WHAT IS BEING ASKED:
Your task is to reproduce, exactly and only, the lines running from the line containing "Identify the dark" to the end of the data below, both included.

INFORMATION SUPPLIED:
*** Begin section ***
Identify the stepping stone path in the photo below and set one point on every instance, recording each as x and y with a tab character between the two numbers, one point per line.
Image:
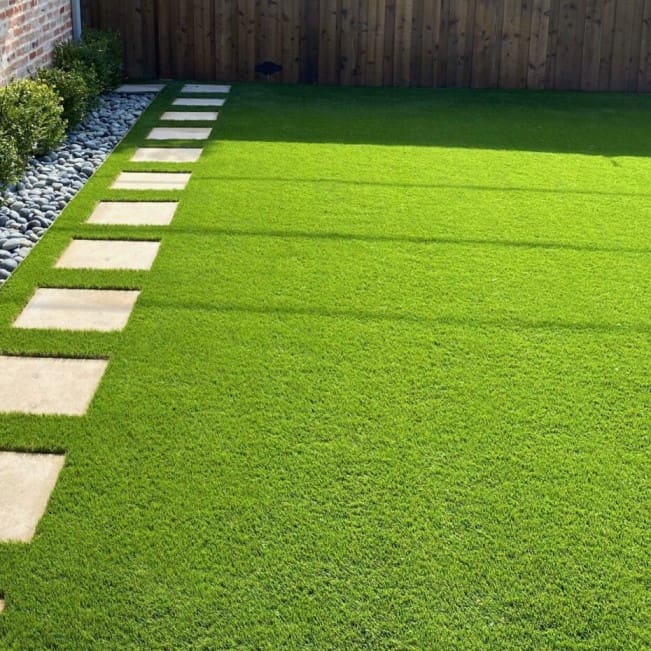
190	116
179	133
105	310
26	482
134	213
151	181
206	88
109	254
166	155
198	101
66	387
47	385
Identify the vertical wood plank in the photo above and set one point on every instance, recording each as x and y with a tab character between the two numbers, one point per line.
401	63
378	46
538	44
429	41
591	46
416	53
389	42
164	38
510	48
570	36
644	76
327	39
607	38
526	13
552	44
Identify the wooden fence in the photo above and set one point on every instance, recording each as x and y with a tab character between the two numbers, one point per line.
564	44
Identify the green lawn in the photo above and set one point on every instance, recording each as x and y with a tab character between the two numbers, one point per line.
387	386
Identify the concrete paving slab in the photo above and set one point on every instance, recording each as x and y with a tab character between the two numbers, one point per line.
134	213
26	483
190	116
140	88
179	133
102	310
199	101
151	181
47	385
206	88
109	254
166	155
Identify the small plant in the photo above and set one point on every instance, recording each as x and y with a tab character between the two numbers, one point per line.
31	112
12	163
72	88
99	51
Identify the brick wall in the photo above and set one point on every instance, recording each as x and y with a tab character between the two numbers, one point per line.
29	29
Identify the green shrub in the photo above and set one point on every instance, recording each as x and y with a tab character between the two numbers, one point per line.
31	112
99	51
12	163
72	88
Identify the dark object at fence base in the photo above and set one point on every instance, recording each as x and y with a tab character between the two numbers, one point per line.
268	68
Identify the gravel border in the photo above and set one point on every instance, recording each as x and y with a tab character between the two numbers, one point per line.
30	207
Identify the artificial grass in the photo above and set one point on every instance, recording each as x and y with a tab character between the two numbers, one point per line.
386	386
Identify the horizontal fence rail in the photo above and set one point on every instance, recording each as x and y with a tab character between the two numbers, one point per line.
561	44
*** End section ***
EXERCISE RESULT:
Identify the dark object at fence base in the photo above and set one point on every instance, recording each as x and y with a tab character between the two numbers, one point per line.
268	68
Identify the gravel border in the photo above and set one point on every instance, recording each as x and y with a tab character between the two numbers, one point per line.
30	207
Identify the artificial grass in the photo above and set one point on every instance, recording each as x and y with a tab character between the two numbers, one point per line.
386	386
Identify the horizontal fence rail in the photo above and set one point on every instance, recording each as x and y with a tab character between the two numbers, one point per line.
561	44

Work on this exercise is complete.